Extract provided>
⟨
# Bill includes money for major rail expansion



## loki_racer (Feb 17, 2009)

Let me preface this with, let's please not argue about for or against the bill.

It's here and now we all get to deal with it.

Search google for "Major rail expansion on track with stimulus plan"

I can't post links, so this is the way you get it.


----------



## loki_racer (Feb 17, 2009)

I'm no railroad construction expert, but it's my understanding (having traveled on numerous high speed trains in European countries) that high speed trains require different types of rails (materials, routes must be straighter, etc.)

This would indicate to me that much more railroad will be laid in the US in the upcoming years.


----------



## stove (Feb 17, 2009)

I'm with wider...WTF? How can you ask people not to discuss something in a discussion forum?


----------



## loki_racer (Feb 18, 2009)

I wasn't saying we couldn't discuss the article, I was saying I'd rather this thread stay clear of arguing about the merits or diismerits of the stimulus plan.

I misread wider's comments and thought he was questioning why I would post this article here. I understand now that wider was asking why I thought we shouldn't argue about the overall bill.


----------



## loki_racer (Feb 18, 2009)

I apologize if I came off wrong. I wasn't trying to be a jerk.

Just wanted to see what people had to say about this story.


----------



## Ravie (Feb 18, 2009)

ugh. i find fast quiet trains a large hazard to not only people but animals. i dont like it.


----------



## Angela (Feb 18, 2009)

Widerstand said:


> \
> 
> If there is any mass rail project taking place I don't think it should be high speed rail at all. This country (mostly the west) needs is more light rail transit for large city's, and more intercity commuter rail to get those people off the highways and freeways that drive 15+ miles a day to get to work.
> 
> Or hell maybe they could take that money FINALLY fix Amtrak and make it a profitable business model and not put people in charge of it that have zero railroad experience.



Well said. This country definitely needs to invest alot more in public rail transit to get people off the highways and improve both environmental quality and quality of life. The west coast is definitely lagging far behind in this.


----------
⟩
Listing>
⟨
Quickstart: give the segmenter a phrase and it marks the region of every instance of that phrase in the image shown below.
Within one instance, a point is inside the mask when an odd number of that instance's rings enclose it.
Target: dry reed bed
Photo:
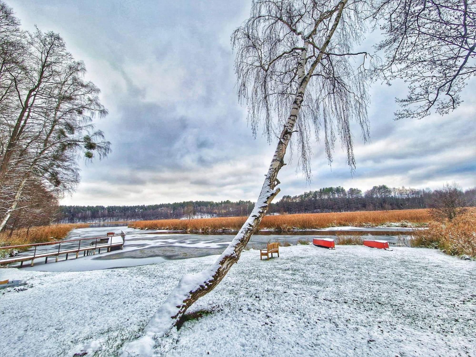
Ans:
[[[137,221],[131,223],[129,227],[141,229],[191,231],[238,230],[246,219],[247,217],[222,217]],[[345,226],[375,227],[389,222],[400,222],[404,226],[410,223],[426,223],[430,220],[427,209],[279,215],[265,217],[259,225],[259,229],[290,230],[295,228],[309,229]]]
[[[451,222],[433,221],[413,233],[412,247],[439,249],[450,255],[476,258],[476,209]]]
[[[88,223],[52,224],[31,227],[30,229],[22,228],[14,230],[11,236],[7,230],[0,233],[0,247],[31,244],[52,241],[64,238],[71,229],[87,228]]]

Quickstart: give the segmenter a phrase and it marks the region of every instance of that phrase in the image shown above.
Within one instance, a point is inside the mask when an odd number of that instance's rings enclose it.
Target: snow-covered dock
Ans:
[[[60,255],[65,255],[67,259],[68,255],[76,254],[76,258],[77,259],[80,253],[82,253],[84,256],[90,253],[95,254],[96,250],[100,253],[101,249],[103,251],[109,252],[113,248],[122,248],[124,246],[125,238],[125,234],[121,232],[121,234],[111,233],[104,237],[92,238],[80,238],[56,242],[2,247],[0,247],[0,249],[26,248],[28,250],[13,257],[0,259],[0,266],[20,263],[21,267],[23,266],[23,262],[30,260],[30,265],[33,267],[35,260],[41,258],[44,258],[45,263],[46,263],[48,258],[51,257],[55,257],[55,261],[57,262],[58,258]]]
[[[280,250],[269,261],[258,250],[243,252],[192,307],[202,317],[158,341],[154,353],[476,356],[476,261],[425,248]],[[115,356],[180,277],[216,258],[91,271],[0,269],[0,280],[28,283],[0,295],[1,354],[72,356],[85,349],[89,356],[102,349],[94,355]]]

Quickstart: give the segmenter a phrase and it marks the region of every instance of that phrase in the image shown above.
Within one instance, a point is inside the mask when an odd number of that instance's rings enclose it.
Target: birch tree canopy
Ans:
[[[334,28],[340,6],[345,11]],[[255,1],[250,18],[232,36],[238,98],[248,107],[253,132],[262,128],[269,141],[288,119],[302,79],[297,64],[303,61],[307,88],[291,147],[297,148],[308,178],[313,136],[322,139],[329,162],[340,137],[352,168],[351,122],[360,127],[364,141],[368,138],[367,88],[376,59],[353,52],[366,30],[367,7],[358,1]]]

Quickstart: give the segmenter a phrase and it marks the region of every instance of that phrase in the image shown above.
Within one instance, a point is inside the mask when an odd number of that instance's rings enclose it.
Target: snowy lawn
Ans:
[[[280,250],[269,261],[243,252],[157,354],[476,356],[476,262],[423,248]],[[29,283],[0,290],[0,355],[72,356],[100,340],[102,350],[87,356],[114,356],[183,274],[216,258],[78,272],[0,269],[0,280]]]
⟩
Set problem A>
According to Ravie's post in the rail expansion thread, fast quiet trains are a large hazard to whom?
Set problem B>
Quote the rail expansion thread from "This would indicate" up to and including "a discussion forum?".

Final answer A>
Not only people but animals.

Final answer B>
This would indicate to me that much more railroad will be laid in the US in the upcoming years.


----------



## stove (Feb 17, 2009)

I'm with wider...WTF? How can you ask people not to discuss something in a discussion forum?